Problem description: Start at the line that contains "dry twig, each" and stop after the line that contains "[(379, 27)]". Write those entry lines out again, changing "large rock" to "big boulder" and leaving everything else as it is.

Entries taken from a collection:
■ ■ ■

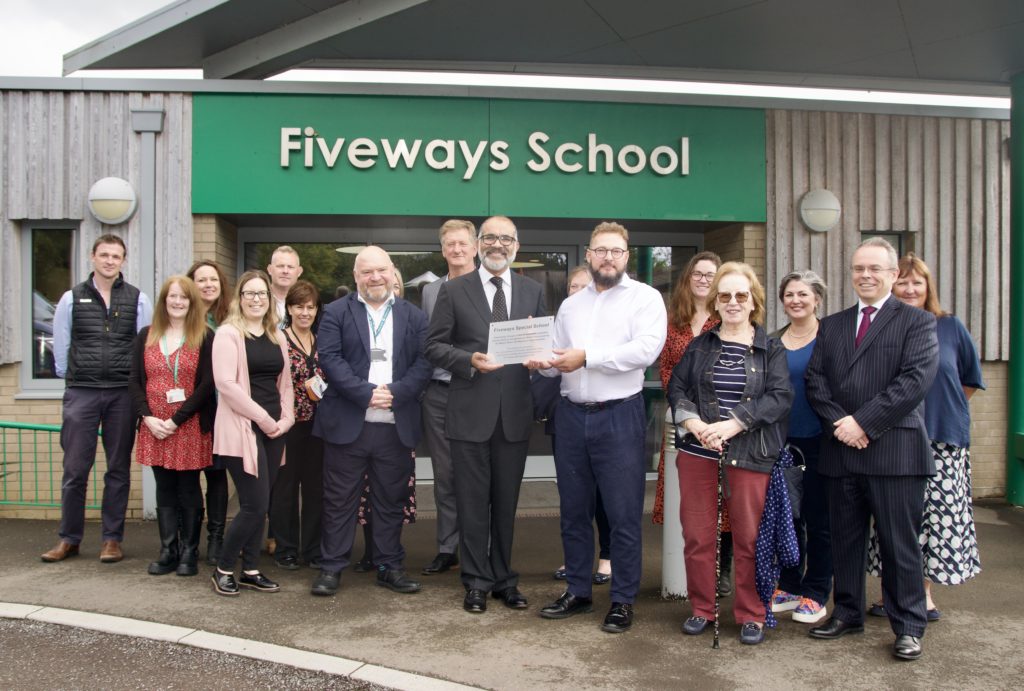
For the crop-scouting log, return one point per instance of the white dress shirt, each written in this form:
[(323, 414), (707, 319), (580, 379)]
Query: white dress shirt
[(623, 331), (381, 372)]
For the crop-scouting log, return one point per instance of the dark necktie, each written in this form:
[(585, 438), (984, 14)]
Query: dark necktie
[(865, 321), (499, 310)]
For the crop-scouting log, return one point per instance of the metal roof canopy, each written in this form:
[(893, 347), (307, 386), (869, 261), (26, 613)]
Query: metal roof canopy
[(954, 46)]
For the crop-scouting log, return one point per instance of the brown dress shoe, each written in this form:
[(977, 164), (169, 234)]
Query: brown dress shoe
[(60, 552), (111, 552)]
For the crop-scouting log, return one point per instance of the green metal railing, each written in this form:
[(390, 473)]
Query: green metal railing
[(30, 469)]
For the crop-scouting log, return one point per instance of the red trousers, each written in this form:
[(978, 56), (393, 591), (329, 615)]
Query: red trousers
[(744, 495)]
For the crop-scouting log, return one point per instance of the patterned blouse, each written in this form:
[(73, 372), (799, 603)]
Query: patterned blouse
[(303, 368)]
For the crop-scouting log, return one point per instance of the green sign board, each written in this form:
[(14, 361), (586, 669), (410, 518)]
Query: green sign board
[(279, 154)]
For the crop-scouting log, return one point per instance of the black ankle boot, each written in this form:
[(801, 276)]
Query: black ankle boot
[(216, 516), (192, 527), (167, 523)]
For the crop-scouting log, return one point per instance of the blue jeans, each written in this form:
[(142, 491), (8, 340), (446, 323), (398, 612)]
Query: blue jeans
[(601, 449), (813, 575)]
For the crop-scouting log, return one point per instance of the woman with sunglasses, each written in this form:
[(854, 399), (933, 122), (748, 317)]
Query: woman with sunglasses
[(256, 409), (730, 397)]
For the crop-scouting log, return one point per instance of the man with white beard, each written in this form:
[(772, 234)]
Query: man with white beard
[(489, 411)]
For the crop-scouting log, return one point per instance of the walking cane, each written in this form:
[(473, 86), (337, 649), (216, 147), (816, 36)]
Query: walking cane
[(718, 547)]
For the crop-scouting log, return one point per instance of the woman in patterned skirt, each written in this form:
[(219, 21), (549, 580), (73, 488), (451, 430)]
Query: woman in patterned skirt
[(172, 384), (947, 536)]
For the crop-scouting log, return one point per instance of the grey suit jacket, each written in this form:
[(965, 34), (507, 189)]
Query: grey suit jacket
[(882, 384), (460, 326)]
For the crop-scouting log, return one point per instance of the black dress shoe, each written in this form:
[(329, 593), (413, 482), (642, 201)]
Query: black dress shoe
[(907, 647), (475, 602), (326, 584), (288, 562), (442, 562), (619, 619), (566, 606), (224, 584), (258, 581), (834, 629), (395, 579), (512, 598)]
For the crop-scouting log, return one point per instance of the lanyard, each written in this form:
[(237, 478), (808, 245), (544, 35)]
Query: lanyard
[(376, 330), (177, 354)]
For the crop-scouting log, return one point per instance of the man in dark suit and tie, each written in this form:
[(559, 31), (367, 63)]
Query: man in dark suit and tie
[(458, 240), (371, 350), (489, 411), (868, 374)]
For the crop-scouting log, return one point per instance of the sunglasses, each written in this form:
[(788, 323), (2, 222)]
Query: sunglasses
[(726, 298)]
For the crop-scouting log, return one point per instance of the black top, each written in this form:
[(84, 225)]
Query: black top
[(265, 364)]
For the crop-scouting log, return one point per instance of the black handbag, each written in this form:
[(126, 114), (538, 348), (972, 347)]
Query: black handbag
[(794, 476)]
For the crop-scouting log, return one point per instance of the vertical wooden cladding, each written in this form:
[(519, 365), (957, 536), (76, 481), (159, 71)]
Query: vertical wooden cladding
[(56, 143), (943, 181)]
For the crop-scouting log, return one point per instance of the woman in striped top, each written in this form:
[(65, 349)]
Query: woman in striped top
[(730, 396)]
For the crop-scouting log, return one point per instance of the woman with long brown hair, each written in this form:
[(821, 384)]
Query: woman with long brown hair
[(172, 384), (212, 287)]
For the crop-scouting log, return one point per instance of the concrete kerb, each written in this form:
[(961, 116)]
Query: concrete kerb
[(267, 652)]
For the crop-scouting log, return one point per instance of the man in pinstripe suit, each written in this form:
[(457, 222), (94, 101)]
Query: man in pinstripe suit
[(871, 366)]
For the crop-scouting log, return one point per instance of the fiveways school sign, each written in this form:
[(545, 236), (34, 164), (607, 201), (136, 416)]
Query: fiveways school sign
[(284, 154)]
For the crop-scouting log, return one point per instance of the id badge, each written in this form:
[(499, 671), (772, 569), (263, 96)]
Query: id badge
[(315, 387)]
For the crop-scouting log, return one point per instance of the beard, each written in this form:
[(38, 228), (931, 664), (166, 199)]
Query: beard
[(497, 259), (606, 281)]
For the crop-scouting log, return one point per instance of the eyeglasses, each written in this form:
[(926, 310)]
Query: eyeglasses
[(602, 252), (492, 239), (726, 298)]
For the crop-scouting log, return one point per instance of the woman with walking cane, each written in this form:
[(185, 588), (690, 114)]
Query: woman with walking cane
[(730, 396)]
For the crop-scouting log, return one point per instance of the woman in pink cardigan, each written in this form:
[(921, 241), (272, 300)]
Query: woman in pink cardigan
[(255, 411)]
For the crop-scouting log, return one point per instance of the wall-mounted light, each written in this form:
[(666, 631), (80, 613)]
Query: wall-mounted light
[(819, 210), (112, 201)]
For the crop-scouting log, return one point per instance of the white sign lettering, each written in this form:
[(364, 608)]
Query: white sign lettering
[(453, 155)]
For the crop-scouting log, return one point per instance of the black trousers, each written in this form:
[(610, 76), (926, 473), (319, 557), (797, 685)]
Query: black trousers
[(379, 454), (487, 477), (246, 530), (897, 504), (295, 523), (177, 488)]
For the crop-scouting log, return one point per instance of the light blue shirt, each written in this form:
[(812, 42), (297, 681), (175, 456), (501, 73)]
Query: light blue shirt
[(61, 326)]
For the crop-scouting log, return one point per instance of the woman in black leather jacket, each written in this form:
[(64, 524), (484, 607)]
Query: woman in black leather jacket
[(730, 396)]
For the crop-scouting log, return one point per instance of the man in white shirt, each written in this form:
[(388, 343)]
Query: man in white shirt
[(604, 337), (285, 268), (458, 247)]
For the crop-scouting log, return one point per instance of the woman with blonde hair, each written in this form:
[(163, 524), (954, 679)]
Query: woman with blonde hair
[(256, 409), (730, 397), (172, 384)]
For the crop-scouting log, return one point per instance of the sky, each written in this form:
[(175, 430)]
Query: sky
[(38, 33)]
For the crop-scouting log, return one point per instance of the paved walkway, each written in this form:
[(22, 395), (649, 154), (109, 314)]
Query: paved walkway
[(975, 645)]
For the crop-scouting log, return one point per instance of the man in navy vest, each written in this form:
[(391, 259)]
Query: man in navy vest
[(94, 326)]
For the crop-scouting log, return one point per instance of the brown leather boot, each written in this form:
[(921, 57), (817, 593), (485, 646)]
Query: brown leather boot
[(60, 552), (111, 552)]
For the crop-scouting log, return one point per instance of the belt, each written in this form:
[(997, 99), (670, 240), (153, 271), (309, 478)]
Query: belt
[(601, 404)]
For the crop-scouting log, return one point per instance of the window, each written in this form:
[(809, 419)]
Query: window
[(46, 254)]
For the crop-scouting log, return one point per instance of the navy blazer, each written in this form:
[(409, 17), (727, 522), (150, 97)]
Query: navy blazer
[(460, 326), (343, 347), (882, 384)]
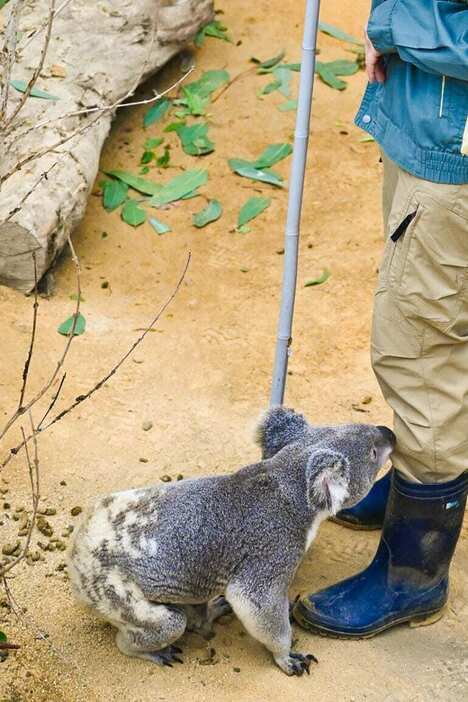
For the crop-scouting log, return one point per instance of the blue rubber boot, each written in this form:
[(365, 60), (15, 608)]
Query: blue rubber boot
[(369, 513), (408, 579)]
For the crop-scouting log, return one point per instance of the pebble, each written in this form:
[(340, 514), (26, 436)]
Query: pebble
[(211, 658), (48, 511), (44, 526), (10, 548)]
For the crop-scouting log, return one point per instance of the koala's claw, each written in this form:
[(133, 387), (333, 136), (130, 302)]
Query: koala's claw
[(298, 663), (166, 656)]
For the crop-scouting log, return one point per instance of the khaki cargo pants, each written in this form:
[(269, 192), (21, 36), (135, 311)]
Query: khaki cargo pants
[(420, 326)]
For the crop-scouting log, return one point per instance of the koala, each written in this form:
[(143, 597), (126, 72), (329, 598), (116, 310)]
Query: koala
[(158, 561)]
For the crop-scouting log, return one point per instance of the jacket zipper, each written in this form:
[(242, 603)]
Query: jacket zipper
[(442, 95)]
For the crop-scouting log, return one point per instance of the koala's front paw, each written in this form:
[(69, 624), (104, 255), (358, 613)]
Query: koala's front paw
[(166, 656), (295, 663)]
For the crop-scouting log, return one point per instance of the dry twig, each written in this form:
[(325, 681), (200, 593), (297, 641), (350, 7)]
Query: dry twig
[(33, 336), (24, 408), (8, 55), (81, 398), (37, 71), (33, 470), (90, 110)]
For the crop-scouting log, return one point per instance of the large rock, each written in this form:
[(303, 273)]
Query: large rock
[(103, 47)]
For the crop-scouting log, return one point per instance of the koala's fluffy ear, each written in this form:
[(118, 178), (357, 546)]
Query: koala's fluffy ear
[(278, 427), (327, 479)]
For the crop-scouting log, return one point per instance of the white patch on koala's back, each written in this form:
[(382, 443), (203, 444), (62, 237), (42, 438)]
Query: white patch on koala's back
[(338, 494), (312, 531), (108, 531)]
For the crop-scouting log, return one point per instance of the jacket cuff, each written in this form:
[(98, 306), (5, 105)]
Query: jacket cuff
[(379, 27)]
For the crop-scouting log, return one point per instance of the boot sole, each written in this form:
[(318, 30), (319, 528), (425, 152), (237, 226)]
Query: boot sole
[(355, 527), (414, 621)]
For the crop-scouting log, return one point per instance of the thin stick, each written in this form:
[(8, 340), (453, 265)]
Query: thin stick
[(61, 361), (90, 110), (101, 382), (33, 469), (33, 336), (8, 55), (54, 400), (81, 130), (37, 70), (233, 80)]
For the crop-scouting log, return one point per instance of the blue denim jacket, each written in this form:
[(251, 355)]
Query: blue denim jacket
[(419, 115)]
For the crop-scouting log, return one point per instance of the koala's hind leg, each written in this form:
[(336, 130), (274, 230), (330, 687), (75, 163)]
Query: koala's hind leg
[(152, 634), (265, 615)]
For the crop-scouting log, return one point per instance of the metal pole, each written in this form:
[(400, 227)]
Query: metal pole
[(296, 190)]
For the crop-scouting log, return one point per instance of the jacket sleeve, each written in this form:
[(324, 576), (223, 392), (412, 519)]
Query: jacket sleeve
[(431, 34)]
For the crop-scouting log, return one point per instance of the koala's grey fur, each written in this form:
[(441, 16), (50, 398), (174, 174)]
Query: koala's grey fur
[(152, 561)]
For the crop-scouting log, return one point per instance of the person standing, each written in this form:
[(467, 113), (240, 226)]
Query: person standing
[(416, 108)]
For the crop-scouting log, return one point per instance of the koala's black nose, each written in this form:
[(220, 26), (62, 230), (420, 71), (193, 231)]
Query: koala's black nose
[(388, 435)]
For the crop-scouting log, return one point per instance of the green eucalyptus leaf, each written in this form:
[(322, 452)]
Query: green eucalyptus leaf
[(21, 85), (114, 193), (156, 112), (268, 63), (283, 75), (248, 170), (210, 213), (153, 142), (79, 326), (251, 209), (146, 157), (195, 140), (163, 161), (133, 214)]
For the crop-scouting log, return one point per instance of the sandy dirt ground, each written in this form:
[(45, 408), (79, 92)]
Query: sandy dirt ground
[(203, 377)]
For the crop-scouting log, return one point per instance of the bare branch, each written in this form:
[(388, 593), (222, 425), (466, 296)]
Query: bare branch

■ ■ ■

Task result:
For the crop-scouting log, return one point per instance of the dry twig, each written in this form:
[(325, 681), (200, 593), (297, 641), (350, 7)]
Query: dry twig
[(33, 336), (24, 408), (8, 55), (81, 398), (37, 71), (33, 470), (90, 110)]
For the crop-scouting log, return one point per instance of the big boulder, each written in this form:
[(303, 273)]
Query: big boulder
[(103, 47)]
For the crop-scouting log, return one point per instance of the koala's fluffy ear, each written in this form:
[(118, 178), (357, 546)]
Query: koala's fluffy ear
[(278, 427), (327, 479)]
For the crop-scouting log, return one point per instance of the white patch on koala's back, each written in this form:
[(382, 443), (203, 444), (62, 237), (42, 438)]
Query: white patch on koala's back
[(338, 494), (312, 531), (108, 531)]
For the crop-scouting log, return one point per instance of the jacket cuff, each written in this form:
[(98, 306), (5, 105)]
Query: jacket cuff
[(379, 27)]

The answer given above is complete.